** Material for this exercise follows **

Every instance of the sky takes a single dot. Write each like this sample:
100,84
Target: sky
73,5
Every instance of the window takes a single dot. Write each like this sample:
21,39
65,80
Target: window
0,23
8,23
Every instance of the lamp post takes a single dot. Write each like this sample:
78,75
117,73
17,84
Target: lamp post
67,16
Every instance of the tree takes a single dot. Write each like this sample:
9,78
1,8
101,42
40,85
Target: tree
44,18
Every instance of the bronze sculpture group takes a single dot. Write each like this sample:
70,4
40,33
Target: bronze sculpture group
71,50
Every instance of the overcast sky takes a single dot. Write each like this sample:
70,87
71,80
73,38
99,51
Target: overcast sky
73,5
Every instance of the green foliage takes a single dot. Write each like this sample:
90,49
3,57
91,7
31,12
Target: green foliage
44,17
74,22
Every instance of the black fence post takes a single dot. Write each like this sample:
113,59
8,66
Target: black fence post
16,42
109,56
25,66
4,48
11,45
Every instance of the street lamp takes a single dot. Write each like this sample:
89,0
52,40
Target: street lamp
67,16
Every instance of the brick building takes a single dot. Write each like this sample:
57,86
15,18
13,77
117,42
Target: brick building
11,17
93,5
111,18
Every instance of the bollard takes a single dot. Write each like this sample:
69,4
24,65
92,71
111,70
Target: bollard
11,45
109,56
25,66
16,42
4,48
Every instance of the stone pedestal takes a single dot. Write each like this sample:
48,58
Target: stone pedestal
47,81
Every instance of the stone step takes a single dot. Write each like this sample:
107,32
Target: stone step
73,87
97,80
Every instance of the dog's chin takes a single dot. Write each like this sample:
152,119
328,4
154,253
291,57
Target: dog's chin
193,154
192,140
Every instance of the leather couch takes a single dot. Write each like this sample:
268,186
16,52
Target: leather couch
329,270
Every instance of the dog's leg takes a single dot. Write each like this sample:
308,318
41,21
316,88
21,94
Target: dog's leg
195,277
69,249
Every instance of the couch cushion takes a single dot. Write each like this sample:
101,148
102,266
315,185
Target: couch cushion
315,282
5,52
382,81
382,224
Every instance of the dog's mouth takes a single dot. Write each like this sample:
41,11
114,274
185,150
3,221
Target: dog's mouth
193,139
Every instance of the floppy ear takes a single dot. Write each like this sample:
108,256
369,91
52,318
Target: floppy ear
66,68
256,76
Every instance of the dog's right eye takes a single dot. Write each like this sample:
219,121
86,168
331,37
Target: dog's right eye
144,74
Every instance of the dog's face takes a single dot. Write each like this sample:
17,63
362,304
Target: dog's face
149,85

** End of Material for this exercise **

_Work item_:
Give back every record exactly.

_Final answer_:
Every instance of the sky takes a single dot. Write each like this sample:
100,84
Target: sky
73,5
Every instance of the window takes a single dot. Write each like this sample:
21,39
65,80
Target: window
0,23
8,23
Every instance of the lamp post takes a single dot. Write each like this sample:
78,75
117,73
17,84
Target: lamp post
67,16
Every instance of the tree takes a single dot. Write each like this sample:
9,78
1,8
101,42
40,85
Target: tree
44,18
Every instance of the bronze sculpture group takes a single dot. Write each like this sample:
70,4
40,33
Target: bronze sculpture group
71,50
Every instance of the overcast sky takes a single dot. Write each like this sample:
70,87
71,80
73,38
99,51
Target: overcast sky
73,5
Every instance of the green foliage takes a single dot. Write each like this sample:
90,49
3,57
91,7
31,12
Target: green foliage
44,17
74,22
Every instance of the black fence post takes a single dot. Write each like this sample:
113,59
8,66
Target: black fence post
16,42
109,56
25,66
4,48
11,45
Every instance of the street lamp takes a single dot. Write each like this sample:
89,0
52,40
Target: street lamp
67,16
Every instance of the brick building takes a single dot. Write each like this sample:
57,86
15,18
13,77
117,42
Target: brick building
11,17
93,5
111,18
Every instance of the bollard takes a single dot. Write each like this sample:
69,4
24,65
92,71
111,70
Target: bollard
11,45
109,56
25,66
16,42
4,48
Every instance of the stone pedestal takes a single dot. Write each like this sample:
48,58
Target: stone pedestal
47,81
Every instance of the stone step takes a single dot. Write each like this sample:
107,32
Target: stone step
73,87
97,80
Every instance of the dog's chin takes a single dot. Write each like this sample:
152,119
328,4
154,253
291,57
Target: dog's chin
193,154
192,140
Every instance of the leather couch takes a single dot. Write each like this sample:
268,186
16,52
Target: leather couch
329,270
Every instance of the dog's leg takes a single dot. Write each like this sample:
308,318
41,21
316,88
21,94
Target: dog's leg
195,277
69,249
Every instance of the couch cushion takes a single dot. Write each like this sample:
101,148
102,266
315,185
Target: couch cushion
315,282
5,52
382,81
382,224
Every instance of the dog's mouth takes a single dot. Write each like this sample:
41,11
114,274
185,150
3,221
Target: dog's mouth
193,139
Every instance of the floppy ear takes a single dot. Write each like this sample:
108,256
369,91
52,318
Target: floppy ear
66,68
256,76
Every instance of the dog's right eye takes a single dot. Write each like this sample:
219,121
86,168
331,37
Target: dog's right eye
144,74
Every instance of the dog's face takes a single dot. Write each like this sample:
17,63
362,304
Target: dog's face
149,85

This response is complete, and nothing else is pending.